▸ TASK REQUIREMENTS: Retype each line of the material below word for word; pictures stay out.

▸ DATA RECORDS:
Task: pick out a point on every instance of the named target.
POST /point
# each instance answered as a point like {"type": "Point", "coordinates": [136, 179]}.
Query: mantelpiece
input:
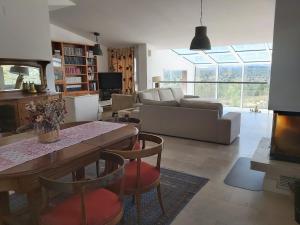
{"type": "Point", "coordinates": [13, 101]}
{"type": "Point", "coordinates": [12, 108]}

▸ EXERCISE SOLUTION:
Task: pick out a point on every instance of the named target.
POST /point
# each instance answered as a point like {"type": "Point", "coordinates": [136, 179]}.
Query: mantelpiece
input:
{"type": "Point", "coordinates": [13, 101]}
{"type": "Point", "coordinates": [12, 108]}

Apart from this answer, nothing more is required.